━━━━━ Dataset content
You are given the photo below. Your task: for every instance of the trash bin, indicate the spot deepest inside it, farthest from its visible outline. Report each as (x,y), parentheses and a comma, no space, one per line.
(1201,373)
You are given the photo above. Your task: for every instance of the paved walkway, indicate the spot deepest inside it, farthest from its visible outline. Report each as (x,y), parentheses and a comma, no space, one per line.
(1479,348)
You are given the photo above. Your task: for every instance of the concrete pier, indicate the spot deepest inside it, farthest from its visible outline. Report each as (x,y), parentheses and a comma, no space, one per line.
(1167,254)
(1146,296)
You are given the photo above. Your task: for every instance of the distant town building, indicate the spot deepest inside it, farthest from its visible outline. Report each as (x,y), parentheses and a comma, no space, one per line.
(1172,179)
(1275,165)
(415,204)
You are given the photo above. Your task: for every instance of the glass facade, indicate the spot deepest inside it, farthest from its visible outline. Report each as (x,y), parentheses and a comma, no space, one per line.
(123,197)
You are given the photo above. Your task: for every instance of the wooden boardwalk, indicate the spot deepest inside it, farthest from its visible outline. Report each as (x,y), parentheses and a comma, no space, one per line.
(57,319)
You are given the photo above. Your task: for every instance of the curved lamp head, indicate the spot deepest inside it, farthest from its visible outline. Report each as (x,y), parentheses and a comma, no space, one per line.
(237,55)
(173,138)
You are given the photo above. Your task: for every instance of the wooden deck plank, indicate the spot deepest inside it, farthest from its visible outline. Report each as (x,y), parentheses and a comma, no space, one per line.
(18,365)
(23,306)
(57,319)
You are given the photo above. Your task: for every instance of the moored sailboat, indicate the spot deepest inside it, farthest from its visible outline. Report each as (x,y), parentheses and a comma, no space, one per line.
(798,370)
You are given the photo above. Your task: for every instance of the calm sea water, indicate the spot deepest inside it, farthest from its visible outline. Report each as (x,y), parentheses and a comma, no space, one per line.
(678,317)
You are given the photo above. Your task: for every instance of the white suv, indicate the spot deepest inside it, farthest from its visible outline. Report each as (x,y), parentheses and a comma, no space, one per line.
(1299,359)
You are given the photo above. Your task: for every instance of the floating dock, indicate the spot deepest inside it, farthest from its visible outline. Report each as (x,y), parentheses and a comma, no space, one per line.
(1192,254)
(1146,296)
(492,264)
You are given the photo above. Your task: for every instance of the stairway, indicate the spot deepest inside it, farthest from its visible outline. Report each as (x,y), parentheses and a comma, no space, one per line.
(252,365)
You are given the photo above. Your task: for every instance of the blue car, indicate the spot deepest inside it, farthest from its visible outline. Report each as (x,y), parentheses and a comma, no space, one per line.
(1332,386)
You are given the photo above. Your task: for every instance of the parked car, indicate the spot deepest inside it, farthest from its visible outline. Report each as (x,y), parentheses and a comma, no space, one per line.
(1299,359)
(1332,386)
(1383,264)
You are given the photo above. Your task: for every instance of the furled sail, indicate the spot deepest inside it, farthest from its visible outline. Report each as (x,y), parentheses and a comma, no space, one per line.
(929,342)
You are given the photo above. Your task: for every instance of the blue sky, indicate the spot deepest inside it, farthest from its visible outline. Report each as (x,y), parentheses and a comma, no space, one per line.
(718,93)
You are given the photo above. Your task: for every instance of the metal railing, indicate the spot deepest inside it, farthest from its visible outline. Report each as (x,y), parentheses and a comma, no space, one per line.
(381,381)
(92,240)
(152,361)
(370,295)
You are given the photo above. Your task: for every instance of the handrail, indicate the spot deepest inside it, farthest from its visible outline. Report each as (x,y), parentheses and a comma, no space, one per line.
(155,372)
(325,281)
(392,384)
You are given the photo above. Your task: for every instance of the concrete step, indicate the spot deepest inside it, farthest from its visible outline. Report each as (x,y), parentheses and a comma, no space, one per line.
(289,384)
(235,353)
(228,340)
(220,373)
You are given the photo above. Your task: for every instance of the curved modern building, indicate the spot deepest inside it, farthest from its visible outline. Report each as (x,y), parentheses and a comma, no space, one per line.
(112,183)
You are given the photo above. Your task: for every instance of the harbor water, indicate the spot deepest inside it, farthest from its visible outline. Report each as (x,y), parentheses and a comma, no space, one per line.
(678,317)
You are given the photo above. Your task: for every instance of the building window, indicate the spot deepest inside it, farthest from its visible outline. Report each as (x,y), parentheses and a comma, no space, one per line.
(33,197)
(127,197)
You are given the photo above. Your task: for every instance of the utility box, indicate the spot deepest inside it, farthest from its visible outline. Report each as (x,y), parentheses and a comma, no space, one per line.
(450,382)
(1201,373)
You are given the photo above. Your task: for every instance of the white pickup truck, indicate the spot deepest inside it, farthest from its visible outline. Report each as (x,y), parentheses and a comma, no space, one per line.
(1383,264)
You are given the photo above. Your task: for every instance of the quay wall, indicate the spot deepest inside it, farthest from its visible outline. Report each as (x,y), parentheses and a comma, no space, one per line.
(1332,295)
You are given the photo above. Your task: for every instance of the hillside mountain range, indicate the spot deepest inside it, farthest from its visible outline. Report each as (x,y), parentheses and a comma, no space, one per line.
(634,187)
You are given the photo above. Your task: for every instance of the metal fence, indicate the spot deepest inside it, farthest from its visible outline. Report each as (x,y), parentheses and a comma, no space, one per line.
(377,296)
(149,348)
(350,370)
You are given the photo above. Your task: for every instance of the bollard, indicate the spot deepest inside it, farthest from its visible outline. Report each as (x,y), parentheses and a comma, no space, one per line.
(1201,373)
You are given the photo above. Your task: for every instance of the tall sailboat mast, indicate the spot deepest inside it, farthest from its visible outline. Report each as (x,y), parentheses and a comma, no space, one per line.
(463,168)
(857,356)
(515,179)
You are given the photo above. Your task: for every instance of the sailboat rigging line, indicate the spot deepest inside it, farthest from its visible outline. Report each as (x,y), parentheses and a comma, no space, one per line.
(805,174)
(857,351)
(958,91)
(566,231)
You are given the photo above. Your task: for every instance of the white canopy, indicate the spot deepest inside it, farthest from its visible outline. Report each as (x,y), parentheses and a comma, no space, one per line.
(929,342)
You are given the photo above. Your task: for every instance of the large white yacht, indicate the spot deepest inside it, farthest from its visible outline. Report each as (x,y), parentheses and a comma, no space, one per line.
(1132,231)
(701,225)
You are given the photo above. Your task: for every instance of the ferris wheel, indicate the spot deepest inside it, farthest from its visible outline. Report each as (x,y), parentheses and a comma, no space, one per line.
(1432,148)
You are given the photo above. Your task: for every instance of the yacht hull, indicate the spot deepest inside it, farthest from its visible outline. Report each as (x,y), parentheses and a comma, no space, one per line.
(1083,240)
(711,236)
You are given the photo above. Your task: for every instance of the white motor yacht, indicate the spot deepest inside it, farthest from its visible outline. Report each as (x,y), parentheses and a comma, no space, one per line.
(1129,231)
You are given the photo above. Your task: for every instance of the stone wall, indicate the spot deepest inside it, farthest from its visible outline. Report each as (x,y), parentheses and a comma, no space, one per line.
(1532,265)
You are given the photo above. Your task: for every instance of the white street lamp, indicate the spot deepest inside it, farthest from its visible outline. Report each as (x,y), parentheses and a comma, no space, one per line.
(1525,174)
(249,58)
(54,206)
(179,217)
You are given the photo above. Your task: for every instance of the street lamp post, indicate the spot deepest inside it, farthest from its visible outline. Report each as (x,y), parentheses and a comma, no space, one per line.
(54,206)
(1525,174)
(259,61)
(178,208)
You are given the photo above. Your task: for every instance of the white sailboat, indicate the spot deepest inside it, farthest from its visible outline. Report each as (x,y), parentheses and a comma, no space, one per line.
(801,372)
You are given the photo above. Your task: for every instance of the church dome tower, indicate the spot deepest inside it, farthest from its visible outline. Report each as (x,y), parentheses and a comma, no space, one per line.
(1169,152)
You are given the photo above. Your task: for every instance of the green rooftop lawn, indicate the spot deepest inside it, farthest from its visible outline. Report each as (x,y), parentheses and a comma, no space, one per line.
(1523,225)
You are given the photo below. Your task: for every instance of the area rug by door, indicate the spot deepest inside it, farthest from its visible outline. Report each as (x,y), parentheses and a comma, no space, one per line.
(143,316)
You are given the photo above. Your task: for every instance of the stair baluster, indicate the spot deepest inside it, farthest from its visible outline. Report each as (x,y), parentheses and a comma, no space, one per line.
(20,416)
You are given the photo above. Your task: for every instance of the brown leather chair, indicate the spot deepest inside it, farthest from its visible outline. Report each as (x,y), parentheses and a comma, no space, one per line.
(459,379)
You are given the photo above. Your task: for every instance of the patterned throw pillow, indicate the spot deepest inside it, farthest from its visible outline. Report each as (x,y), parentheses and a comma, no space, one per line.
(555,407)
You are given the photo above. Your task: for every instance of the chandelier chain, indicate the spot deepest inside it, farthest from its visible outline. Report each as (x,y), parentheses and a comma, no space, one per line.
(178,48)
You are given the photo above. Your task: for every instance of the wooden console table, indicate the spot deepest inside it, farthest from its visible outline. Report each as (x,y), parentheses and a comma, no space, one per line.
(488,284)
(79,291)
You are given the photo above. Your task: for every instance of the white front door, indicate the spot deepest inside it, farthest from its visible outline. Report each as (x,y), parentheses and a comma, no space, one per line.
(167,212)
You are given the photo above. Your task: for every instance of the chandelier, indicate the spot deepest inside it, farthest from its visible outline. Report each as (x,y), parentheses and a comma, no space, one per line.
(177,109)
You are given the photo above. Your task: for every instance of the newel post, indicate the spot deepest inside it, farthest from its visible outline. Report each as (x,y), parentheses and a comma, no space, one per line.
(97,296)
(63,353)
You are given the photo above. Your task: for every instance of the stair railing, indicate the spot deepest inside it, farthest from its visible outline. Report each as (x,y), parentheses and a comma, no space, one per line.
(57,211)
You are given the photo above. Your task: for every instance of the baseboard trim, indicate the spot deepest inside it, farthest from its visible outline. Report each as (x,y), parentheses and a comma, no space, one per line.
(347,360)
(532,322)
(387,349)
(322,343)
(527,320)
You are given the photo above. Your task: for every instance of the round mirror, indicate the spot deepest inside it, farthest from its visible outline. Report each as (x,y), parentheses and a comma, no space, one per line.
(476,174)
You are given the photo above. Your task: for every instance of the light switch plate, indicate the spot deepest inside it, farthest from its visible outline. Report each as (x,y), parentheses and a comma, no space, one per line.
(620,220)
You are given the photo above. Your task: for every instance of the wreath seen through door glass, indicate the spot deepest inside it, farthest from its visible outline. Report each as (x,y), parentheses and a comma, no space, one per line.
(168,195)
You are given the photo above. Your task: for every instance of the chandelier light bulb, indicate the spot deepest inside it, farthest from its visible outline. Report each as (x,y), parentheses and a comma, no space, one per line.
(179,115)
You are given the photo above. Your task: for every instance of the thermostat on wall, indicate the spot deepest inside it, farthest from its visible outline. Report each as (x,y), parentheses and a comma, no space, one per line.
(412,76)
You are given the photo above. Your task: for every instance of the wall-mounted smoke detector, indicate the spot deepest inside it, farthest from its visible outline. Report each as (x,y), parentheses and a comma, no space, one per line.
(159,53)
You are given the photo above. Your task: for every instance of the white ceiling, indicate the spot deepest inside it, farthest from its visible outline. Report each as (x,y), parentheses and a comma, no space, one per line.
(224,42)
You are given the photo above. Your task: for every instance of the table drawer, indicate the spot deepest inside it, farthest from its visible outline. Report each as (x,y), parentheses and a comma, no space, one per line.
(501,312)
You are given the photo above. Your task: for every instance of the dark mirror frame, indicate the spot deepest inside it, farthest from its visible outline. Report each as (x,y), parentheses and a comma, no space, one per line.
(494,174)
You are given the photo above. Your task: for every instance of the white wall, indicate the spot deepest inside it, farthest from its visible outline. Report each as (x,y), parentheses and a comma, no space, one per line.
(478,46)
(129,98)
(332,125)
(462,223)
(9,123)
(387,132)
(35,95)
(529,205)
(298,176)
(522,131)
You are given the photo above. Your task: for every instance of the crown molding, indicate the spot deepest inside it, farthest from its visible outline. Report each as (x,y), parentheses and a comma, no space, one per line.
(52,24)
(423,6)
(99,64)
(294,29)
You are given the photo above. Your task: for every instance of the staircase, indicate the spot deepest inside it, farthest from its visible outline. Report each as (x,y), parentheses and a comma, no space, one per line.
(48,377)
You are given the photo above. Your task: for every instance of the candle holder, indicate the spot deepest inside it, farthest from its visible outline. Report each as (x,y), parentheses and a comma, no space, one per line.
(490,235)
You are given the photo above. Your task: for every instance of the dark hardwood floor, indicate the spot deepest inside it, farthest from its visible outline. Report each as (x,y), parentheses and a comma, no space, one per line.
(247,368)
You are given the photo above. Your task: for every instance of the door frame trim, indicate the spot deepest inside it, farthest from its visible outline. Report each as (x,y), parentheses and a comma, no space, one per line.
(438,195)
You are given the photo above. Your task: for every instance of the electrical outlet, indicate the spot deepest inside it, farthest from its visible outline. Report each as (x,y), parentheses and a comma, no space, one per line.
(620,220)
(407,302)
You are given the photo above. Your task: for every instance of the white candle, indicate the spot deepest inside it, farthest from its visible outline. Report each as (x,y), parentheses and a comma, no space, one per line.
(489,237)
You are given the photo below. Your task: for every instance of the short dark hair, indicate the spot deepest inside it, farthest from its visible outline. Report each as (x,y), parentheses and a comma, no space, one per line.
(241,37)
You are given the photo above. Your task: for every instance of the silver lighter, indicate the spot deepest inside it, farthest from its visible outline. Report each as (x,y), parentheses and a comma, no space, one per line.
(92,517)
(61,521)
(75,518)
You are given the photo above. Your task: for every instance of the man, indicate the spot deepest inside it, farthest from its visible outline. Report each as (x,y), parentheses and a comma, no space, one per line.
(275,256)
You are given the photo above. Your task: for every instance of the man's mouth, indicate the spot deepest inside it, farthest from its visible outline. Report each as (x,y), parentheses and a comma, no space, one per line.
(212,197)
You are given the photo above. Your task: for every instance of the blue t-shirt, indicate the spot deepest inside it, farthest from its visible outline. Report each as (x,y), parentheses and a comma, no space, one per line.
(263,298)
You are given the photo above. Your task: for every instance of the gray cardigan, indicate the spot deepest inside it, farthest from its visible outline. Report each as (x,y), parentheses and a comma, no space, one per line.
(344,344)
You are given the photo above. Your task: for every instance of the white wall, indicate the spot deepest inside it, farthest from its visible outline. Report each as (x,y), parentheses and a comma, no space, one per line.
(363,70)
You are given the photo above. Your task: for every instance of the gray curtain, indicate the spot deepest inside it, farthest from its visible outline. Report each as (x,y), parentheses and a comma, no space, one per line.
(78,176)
━━━━━━━━━━
__Given request__
All lines from the one with "of the silver" through the final line above are to be quoted exactly; quote no other line.

__Solution for this problem__
You are given the photo above. Your task: for every instance of the silver lighter, indicate the spot deepest inside it, farthest from its visible outline. Report each as (x,y), parentheses and a comma, no space, one per line.
(92,517)
(61,521)
(75,518)
You are given the photo above. Your task: for every instance of the man, indicate the spot deepest inside it, farthest from its visible outline. Report each as (x,y), parentheses and a comma, no space, one per line.
(275,256)
You are given the photo above. Your task: for every instance of the man's mouth, indicate the spot deepest inside it, farthest from its visible outline. Report each as (x,y), parentheses and a comma, no space, one per line.
(212,197)
You are given the photo above. Your task: for every instance of the blue t-shirt, indicate the spot deepest inside it, farthest from its visible outline. Report each as (x,y), parentheses and a comma, no space, one per line.
(263,298)
You are given the photo above. Your task: for every instance of the gray cardigan, indicate the spot deepest inside it, farthest from its visible outline. Report each as (x,y), parentheses and a comma, no space, one per line.
(344,344)
You are given the photo above. Your task: for every instance of the white wall, indicate the spot deepest inside it, farthest from its visible outline. Report each as (x,y), parentheses and a comma, no space, one per line.
(363,70)
You are given the photo above. Your task: for every instance of the gray curtain, indicate the spot deepest inside it, farthest from its visible outline. Report each as (x,y), parentheses and a comma, no space, one per line.
(78,176)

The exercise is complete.